Requirements:
(1) Please summarize the Mount Kelut report in two sentences.
(2) According to the Mount Kelut report, how many lives did the volcano's 1990 eruption claim?
(3) List every distance in kilometers that the Mount Kelut report gives, with what each one measures.

Authorities placed historically deadly Mount Kelut on red alert more than two weeks ago, but until Thursday when hundreds of tremors shook the peak its activity had remained largely calm.

On Friday, the ongoing tremors had been continuous for more than three hours, volcanologist Agus Budianto said.

"The continuous tremors have been rocking the volcano for three-and-a-half hours, meaning that an eruption is imminent. This is the last key indicator we use before a volcano blows out," he warned.

"These tremors have continued for the longest period since the volcano was put on top alert," he told AFP.

Budianto said that volcanologists located in the volcano's monitoring centre 7.5 kilometres (five miles) from the crater were preparing to evacuate themselves.

The peak, about 90 kilometres from Indonesia's second largest city of Surabaya, was blanketed by thick fog and it was raining in the area, another volcanologist said.

Experts have said they expect an eruption of Kelut to consist of "heat clouds" of searing gas and volcanic debris rushing down the slopes, similar to the most recent 1990 eruption that claimed 34 lives.

Officials meanwhile were stepping up efforts to evacuate all residents -- approximately 130,000 according to Indonesia's health ministry -- within a 10-kilometre danger zone around the crater.

Many returned home despite evacuation efforts when the alert was initially raised, or refused to leave altogether.

Dataset excerpt:

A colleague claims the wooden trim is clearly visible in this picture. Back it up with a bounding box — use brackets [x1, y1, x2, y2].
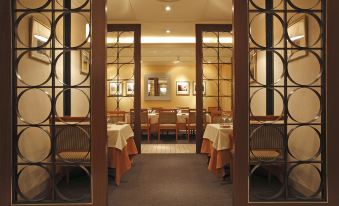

Responses for each task:
(1) Mount Kelut, on red alert for more than two weeks, began shaking with hours of continuous tremors that a volcanologist said meant an eruption was imminent. Officials were stepping up efforts to evacuate about 130,000 residents within a 10-kilometer danger zone, though many had returned home or refused to leave.

(2) 34 lives.

(3)
- 7.5 kilometers: from the crater to the volcano's monitoring center
- 90 kilometers: from the peak to Surabaya
- 10 kilometers: the danger zone around the crater